Well everyone except the folk whose stomachs keep bursting obviously.

Tightly plotted with a convincing cast and a premise to leave you itching all night, The Bay was enough to satisfy even the most jaded found footage fan.

Except the wee boy outside who said it was boring because there was no sexy stuff in it like Lords of Salem.

Hopefully his folks wont be missing him.

Yet.

Ginger boy: Up the shitter with a ten inch blade...Yesch!



Now it was time to head back inside still caked in blood, egg and tears and right on time to have the age old question "What happens when you give 26 directors $5000 each, four minutes run time and a letter of the alphabet to play about with?" 

The answer is the horror anthology The ABCs of Death.

Now I don't mind admitting that this was the one movie I had reservations about in regards to how successful/entertaining/sexy the whole concept could be when  dragged into reality, suffice to say I was as pleasantly surprised by the whole thing in the same way that small Filipino boy surprised me with his dusting skills last Easter.

Composer Simon Boswell, after leading the crowd in a totally tuneless (as only a Weegie crowd can be) rendition of The Jackson 5's ABC explained that the assembled directors had attempted to create the celluloid equivalent of a drunken party with something for every taste.

And to my surprise and their credit they managed it.

Frankly portmanteau cinema hasn't been this much fun since The Monster Club.

And never before has a movie appeared to plug itself directly into my Aspie addled brain and dragged my darkest thoughts kicking and screaming into reality (yes I'm looking at you Noboru Iguchi and Yoshihiro Nishimura).


Boswell entertains with his backing group Jake West, lovely Lucy Clements and Bane from Batman.


Taking in everything from claymation crappers to high powered heroin heroines via kitten killings, flatulence and every conceivable thing in-between,  ABCs is a truly one of a kind movie that does indeed feature something for everyone.

Including those with a Japanese Nazi-chick with a huge thrusting plastic cock fetish.

That'll be your nan's Christmas present sorted then.

Sexy lady + big gun = happy boy.

With a laugh a minute Q and A from a group of those sick puppies involved - Jake West, Lucy Clements, Simon Rumley, Lee Hardcastle and the aforementioned Boswell it was time for a (very) quick poo before the previous two hours of low budget genius made way for 90-odd minutes of star driven stodginess as producer, co-writer, tea-boy, stunt man, composer, combat photographer, unit milkman and star Eli ("The postage was how much?") Roth took centre stage to introduce his new movie, an arse clenching tribute to Irwin Allen and Fireman Sam style disaster movies, Aftershock.

Aftershock: No, not this one.



Set during the aftermath of the 1976 Tangshan earthquake in China, Feng Xiaogang's heart-breaking story of a mother forced to chose between which child to save went on to win the best Feature Film and Best Performance by an actor (Chen Daoming) at the 4th annual Asia Pacific Screen Awards.

Sounds fantastic doesn't it?

Unfortunately our Aftershock was a totally different film entirely.

Aftershock: No, not this one either.


In this one, Eli and his (real life) pals Ariel Levy and Nicolás Martínez are enjoying a hedonistic holiday in Chile. Hooking up with some foxy chicks (the yummy Andrea Osvárt, the scary Natasha Yarovenko and the cutsey, pantie flashing Lorenza Izzo) they head to Valparaiso to dance the last few nights of their holiday away in a groovy nightclub.

________________________________________

Tasks for this exercise
1 – Answer these questions from the review, marking each answer to match its question.
(a) How much money was each of the 26 directors of The ABCs of Death given?
(b) What song did Simon Boswell lead the crowd in singing?
(c) In what country are Eli and his pals holidaying in Eli Roth's Aftershock?
2 – Please reproduce a passage of the review word for word, beginning at the words "The answer is" and stopping after the words "for every taste.".

Available data
________________________________________

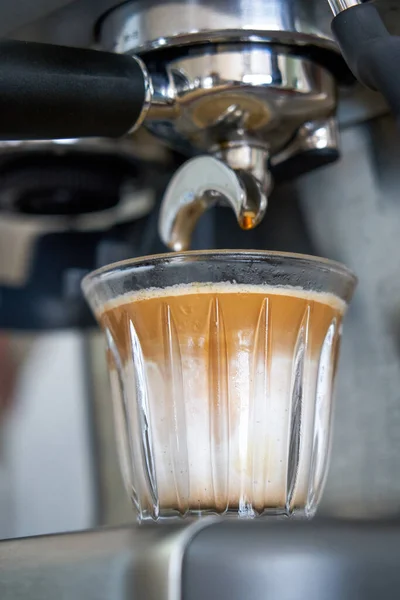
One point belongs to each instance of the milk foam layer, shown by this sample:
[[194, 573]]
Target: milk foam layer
[[226, 395]]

________________________________________

In response
1 –
(a) $5000
(b) The Jackson 5's ABC
(c) Chile

2 –
The answer is the horror anthology The ABCs of Death.

Now I don't mind admitting that this was the one movie I had reservations about in regards to how successful/entertaining/sexy the whole concept could be when  dragged into reality, suffice to say I was as pleasantly surprised by the whole thing in the same way that small Filipino boy surprised me with his dusting skills last Easter.

Composer Simon Boswell, after leading the crowd in a totally tuneless (as only a Weegie crowd can be) rendition of The Jackson 5's ABC explained that the assembled directors had attempted to create the celluloid equivalent of a drunken party with something for every taste.